* CHECK YOUR UNDERSTANDING
A) Can you reproduce the Mike Jerzembeck article word for word, starting with "American baseball player" and going on through "June 17, 1993."?
B) Answer these questions about the Mike Jerzembeck article:
(i) With which team did Jerzembeck play collegiate summer baseball in 1993?
(ii) Whose throw hit Jerzembeck during spring training in 1998?
(iii) Which batter did Jerzembeck strike out in his Major League debut?
C) Does the Mike Jerzembeck article support each of these statements? Answer yes or no, and quote the words from the article that decide it.
(i) The New York Yankees drafted Jerzembeck in the 5th round of the 1993 draft.
(ii) Jerzembeck spent most of the 1998 season with the Columbus Clippers in the Pacific Coast League.
(iii) Jerzembeck's last Major League appearance came on September 23, 1998.

* TEXT EXCERPT
━━━━━━━━━━━━━━━━━━━━

- Pitcher
- Born: May 18, 1972 (age 54) Queens, New York, U.S.
- Batted: RightThrew: Right

MLB debut
- August 8, 1998, for the New York Yankees

Last MLB appearance
- September 23, 1998, for the New York Yankees

MLB statistics
- Win–loss record: 0–1
- Earned run average: 12.79
- Strikeouts: 1
- Stats at Baseball Reference

Teams
- New York Yankees (1998);

= Mike Jerzembeck =

American baseball player (born 1972)

Michael Joseph Jerzembeck (born May 18, 1972) is an American former Major League Baseball pitcher who played for the New York Yankees in 1998.

==Amateur career==
A native of Queens, New York, Jerzembeck attended the University of North Carolina, and in 1993 he played collegiate summer baseball with the Cotuit Kettleers of the Cape Cod Baseball League. He was drafted by the New York Yankees in the 5th round of the 1993 Major League Baseball draft, and was signed June 17, 1993.

==Professional career==
During spring training in 1998, Jerzembeck was hit with a throw from Jorge Posada and suffered a bruised pitching elbow in what Buster Olney described as "a freakish play." He spent the majority of the season in the International League with the Columbus Clippers and suffered a loss of velocity on his fastball and inconsistency with his curveball. He made his Major League debut on August 8, 1998, striking out Dean Palmer in one inning in relief of Orlando Hernández. He appeared in two more games that season, putting up a 12.79 ERA in two starts and one relief appearance. Following the season, James Andrews performed surgery on his injured elbow.

━━━━━━━━━━━━━━━━━━━━

* EXTRACTED MATERIAL
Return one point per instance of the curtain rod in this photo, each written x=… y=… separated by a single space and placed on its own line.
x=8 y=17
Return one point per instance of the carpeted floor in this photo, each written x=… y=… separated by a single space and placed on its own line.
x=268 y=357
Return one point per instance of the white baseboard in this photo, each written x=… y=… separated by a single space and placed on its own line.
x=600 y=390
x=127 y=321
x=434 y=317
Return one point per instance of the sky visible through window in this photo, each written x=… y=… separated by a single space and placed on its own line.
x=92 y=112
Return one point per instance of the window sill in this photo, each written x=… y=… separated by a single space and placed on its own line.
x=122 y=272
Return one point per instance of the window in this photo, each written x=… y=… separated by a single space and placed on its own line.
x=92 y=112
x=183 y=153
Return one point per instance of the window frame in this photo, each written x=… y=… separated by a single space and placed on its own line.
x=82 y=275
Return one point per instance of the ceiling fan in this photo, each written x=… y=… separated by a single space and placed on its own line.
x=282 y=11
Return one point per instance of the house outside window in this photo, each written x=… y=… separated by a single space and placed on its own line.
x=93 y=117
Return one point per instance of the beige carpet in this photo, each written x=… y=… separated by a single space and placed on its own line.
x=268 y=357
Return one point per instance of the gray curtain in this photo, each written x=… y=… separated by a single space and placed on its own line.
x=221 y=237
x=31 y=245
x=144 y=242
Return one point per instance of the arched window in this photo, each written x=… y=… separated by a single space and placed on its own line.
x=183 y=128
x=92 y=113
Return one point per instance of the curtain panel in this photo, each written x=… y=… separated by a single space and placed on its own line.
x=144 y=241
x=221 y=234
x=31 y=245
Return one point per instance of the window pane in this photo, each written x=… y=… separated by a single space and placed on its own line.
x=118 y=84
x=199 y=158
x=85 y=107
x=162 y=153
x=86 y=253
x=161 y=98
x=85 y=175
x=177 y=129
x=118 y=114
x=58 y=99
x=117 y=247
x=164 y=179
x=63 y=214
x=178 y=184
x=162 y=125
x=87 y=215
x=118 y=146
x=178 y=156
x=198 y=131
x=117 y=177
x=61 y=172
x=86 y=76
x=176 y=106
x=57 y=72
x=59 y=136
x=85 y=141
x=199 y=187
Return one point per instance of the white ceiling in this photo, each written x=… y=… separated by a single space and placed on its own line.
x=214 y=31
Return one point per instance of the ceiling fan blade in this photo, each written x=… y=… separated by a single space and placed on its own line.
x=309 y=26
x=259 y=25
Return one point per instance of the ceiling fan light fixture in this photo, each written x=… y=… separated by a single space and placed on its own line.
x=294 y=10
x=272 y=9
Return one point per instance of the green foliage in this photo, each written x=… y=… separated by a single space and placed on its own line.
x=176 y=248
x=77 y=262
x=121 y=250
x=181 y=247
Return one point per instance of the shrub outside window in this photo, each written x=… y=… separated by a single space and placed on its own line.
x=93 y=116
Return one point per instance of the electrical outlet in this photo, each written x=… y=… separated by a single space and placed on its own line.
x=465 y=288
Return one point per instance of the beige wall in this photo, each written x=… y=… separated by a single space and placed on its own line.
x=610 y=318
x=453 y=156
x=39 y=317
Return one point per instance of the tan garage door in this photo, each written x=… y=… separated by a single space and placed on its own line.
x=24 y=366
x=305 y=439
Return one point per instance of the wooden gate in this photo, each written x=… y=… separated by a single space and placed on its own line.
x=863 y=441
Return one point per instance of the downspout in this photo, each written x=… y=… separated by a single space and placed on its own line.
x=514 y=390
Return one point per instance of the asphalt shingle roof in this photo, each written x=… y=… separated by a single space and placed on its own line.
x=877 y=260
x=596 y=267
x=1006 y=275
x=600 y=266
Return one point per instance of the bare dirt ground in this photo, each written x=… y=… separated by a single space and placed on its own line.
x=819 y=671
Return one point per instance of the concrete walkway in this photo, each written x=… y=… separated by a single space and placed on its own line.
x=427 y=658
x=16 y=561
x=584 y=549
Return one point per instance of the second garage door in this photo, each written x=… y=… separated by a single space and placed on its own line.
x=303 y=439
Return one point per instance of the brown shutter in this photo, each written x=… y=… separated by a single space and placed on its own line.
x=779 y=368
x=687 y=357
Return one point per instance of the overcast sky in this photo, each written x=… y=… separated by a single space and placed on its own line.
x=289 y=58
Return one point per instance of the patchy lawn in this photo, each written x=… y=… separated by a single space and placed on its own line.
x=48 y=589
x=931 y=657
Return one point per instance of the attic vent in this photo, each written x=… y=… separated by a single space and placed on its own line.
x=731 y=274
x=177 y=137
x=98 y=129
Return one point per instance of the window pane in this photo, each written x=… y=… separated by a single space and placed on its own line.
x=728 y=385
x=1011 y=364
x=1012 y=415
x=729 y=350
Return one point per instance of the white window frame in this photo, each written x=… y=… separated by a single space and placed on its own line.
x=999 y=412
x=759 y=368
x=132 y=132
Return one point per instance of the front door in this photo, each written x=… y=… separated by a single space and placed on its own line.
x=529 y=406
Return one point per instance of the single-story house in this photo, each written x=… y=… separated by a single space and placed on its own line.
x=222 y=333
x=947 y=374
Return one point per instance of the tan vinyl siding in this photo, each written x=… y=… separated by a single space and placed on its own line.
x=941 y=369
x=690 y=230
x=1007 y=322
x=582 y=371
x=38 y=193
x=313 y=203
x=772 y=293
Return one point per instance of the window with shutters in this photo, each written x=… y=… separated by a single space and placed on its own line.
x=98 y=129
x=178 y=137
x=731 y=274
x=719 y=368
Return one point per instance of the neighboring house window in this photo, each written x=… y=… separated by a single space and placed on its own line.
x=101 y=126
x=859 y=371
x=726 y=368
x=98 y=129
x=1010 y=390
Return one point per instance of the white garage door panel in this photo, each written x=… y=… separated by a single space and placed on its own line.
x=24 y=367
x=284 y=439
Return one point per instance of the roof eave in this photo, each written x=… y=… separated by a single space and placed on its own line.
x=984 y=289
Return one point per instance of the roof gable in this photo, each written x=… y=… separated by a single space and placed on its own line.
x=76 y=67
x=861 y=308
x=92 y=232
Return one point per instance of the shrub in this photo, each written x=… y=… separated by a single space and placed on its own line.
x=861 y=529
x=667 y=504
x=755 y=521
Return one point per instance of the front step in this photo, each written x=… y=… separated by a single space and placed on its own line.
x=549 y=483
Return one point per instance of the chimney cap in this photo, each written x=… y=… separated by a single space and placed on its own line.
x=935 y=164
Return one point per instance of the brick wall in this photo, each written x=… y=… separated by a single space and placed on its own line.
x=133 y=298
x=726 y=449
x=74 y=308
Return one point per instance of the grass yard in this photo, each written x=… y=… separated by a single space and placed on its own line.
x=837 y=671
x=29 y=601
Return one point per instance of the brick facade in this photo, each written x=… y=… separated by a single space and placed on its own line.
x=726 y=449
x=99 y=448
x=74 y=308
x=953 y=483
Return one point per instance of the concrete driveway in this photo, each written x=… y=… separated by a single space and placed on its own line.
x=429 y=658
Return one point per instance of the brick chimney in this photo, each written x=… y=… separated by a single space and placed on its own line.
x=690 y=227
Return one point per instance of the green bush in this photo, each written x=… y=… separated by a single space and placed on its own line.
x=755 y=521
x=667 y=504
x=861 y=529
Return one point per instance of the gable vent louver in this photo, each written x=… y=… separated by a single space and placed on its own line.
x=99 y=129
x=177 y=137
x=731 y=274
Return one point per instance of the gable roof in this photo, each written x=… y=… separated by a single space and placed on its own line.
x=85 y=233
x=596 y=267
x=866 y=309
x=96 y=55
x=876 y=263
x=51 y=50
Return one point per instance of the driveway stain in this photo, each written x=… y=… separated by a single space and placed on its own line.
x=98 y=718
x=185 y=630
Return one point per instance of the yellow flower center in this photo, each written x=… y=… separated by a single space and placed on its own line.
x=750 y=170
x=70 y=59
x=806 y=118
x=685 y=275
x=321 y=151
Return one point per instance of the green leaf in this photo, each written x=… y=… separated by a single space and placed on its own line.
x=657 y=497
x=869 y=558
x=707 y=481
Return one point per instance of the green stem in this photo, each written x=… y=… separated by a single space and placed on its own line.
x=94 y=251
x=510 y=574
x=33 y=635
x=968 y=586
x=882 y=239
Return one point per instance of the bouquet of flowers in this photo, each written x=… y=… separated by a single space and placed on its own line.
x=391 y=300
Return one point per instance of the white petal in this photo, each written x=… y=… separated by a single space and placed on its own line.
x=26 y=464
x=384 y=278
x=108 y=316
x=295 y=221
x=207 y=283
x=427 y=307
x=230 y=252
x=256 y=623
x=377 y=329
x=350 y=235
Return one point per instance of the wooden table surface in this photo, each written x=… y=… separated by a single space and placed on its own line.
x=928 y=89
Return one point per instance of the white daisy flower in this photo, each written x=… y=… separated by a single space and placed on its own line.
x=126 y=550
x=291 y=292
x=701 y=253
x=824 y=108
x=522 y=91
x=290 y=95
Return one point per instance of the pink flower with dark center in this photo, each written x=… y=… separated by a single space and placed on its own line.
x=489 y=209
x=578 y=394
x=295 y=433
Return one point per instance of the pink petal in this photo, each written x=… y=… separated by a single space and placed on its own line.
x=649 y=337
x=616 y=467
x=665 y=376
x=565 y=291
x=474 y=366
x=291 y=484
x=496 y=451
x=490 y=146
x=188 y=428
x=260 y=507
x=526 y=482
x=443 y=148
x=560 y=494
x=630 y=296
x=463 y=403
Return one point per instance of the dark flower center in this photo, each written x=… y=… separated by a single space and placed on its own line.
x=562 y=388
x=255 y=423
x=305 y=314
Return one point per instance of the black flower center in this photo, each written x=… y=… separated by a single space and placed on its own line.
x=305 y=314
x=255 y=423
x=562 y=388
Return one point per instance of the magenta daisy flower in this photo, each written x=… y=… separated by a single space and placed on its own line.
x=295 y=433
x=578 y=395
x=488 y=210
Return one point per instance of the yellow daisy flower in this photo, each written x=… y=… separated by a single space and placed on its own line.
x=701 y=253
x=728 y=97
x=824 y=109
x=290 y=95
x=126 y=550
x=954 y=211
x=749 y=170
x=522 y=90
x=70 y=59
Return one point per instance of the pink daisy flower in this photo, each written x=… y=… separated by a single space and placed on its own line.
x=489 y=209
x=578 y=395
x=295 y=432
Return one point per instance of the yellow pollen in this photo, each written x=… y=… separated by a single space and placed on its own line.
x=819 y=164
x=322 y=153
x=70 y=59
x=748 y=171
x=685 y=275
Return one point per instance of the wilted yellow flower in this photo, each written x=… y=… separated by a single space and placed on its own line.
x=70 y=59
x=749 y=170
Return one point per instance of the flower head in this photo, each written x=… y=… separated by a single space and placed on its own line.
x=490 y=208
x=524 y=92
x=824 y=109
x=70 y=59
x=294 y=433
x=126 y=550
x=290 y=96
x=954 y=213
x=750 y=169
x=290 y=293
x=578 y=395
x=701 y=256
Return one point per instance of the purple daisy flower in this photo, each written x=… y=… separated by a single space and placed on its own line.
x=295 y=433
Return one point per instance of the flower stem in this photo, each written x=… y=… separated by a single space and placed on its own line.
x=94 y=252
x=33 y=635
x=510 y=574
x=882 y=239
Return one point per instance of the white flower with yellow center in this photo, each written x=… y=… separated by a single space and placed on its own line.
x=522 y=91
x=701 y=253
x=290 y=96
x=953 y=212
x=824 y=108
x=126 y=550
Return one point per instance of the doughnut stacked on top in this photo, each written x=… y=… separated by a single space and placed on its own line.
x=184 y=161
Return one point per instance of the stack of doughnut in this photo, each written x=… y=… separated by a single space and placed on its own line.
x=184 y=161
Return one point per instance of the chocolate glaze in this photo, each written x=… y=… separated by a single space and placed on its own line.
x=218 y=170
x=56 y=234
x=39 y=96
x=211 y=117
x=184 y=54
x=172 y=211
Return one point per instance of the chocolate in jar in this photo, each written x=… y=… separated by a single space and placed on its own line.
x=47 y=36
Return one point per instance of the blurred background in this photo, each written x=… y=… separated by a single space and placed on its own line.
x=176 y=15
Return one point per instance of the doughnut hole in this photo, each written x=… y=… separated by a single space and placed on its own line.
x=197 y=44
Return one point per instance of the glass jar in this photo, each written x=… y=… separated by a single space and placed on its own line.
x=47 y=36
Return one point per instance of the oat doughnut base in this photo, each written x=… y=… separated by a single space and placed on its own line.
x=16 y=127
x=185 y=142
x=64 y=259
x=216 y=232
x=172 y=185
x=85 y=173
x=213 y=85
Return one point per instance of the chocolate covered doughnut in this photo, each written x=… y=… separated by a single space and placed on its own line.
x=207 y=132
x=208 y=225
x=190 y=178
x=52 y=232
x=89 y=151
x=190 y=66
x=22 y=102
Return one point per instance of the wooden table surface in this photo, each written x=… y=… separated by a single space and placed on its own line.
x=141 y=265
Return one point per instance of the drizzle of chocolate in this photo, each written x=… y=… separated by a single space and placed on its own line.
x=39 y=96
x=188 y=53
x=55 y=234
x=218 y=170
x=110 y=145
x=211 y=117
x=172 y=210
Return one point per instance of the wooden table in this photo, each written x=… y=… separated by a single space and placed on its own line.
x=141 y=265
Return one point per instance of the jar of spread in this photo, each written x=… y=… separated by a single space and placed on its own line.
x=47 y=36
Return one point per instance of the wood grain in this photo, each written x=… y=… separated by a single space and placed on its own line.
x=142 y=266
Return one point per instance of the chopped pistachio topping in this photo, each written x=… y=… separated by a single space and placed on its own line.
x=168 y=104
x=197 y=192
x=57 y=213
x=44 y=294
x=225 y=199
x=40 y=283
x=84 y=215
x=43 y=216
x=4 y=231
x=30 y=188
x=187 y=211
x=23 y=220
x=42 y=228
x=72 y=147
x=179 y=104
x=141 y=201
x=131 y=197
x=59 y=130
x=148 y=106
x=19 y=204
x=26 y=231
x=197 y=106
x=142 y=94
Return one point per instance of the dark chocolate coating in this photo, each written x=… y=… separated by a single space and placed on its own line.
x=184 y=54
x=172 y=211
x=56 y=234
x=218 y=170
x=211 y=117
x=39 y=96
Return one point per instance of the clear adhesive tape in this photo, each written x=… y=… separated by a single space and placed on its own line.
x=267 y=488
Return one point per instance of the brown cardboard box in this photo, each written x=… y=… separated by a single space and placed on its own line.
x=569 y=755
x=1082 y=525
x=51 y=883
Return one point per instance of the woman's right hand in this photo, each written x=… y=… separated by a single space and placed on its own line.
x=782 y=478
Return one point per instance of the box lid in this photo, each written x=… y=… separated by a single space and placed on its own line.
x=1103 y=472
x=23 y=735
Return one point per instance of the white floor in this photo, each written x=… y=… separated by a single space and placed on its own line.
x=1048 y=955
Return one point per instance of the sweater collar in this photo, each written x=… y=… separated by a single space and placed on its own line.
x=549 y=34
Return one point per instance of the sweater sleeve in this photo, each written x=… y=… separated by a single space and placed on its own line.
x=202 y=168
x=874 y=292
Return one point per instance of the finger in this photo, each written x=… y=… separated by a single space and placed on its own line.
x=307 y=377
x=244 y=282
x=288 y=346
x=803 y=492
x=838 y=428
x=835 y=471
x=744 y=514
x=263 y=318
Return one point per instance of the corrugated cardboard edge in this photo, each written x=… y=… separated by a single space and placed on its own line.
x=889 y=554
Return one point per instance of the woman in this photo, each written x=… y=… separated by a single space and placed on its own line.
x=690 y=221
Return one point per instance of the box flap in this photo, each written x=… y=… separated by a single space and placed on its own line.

━━━━━━━━━━━━━━━━━━━━

* TASK ANSWERS
A)
American baseball player (born 1972)

Michael Joseph Jerzembeck (born May 18, 1972) is an American former Major League Baseball pitcher who played for the New York Yankees in 1998.

==Amateur career==
A native of Queens, New York, Jerzembeck attended the University of North Carolina, and in 1993 he played collegiate summer baseball with the Cotuit Kettleers of the Cape Cod Baseball League. He was drafted by the New York Yankees in the 5th round of the 1993 Major League Baseball draft, and was signed June 17, 1993.

B)
(i) The Cotuit Kettleers of the Cape Cod Baseball League
(ii) Jorge Posada
(iii) Dean Palmer

C)
(i) Yes: "He was drafted by the New York Yankees in the 5th round of the 1993 Major League Baseball draft"
(ii) No: "He spent the majority of the season in the International League with the Columbus Clippers"
(iii) Yes: "September 23, 1998, for the New York Yankees"